> **Task brief**: Every line below from the one containing "like [128, 178]." to the final line must be reproduced exactly, and no other line may appear in the answer.

(Items from a dataset)
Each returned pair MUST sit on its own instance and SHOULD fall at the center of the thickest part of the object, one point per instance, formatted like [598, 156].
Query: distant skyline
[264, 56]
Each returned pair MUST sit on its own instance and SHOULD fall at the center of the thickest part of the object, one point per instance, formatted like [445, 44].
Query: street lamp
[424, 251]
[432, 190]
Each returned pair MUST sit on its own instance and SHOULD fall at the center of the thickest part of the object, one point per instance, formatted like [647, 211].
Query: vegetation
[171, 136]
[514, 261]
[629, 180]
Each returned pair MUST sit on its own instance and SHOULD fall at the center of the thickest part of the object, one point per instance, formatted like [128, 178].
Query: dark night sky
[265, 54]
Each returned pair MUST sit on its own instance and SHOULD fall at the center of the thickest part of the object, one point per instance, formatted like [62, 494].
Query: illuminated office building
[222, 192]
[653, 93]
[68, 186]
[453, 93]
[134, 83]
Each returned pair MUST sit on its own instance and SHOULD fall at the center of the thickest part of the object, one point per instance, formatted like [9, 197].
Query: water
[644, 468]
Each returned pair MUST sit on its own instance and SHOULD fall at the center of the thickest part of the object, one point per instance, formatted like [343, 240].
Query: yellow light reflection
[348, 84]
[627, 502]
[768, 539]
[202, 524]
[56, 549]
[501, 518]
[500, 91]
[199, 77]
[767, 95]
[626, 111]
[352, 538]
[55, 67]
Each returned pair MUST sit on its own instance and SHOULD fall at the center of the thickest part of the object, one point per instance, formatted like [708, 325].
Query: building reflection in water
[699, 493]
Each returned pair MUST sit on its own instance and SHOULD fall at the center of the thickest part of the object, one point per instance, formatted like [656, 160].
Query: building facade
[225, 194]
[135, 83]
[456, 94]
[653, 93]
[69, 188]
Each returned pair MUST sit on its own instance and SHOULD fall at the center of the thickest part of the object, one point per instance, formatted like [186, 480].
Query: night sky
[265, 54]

> **Reply to the task**:
Each returned pair MUST sit on its own instance and SHOULD fall at the center of the thickest part of the object, one point per instance, formatted like [128, 178].
Query: dark night sky
[265, 54]
Each returned pair MUST sit on its own instance and SHOULD fall at the center of the thickest part of the object, one point per instance, formatted like [62, 494].
Query: illuminated office building
[222, 192]
[653, 93]
[68, 186]
[453, 93]
[134, 83]
Each returned pair MUST sit on its own instance and SHOULD fall at the center of the thickest part of the object, one point per instance, formatted like [9, 197].
Query: water
[644, 468]
Each returned pair MUST sit on its own instance and SHOULD fall at the center of the thickest part of the object, one point per instance, formatted like [343, 240].
Query: yellow light reflection
[348, 84]
[627, 502]
[768, 539]
[202, 524]
[56, 549]
[501, 518]
[500, 91]
[199, 77]
[767, 95]
[626, 111]
[352, 538]
[55, 67]
Each returned pair MUST sit on its own instance and SHOULD fall at the center of the thickest part of the object, one point per instance, formatted like [708, 325].
Query: building reflection in water
[699, 493]
Each returned pair MUST sit on its own instance and SHOULD fall at the center of the thickest part of the object, one point per instance, formatted like [656, 160].
Query: building facade
[225, 194]
[135, 83]
[456, 94]
[653, 93]
[69, 188]
Each returned pair MUST sit on its own instance and SHOULD fall at the center of the thickest part of the object, one point per instance, formatted like [186, 480].
Query: night sky
[265, 54]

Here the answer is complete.